Please rewrite the lines of the items below, changing every "outline" to "polygon" and keeping everything else the same. Leave the pictures out of your answer.

(Spatial annotation records)
--- BEGIN ---

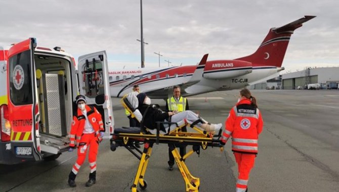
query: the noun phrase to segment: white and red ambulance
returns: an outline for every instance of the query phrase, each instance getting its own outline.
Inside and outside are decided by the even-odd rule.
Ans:
[[[0,164],[53,160],[68,150],[79,94],[96,107],[112,132],[114,118],[105,51],[74,59],[30,38],[0,47]]]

--- END ---

▶ **Exercise response**
query: the noun phrase to segment: white and red ambulance
returns: an polygon for every instance of the query phrase, each instance getting its own polygon.
Inside and outside are decided by the even-odd rule.
Ans:
[[[0,164],[53,160],[68,150],[79,94],[96,107],[112,132],[114,118],[105,51],[74,59],[30,38],[0,47]]]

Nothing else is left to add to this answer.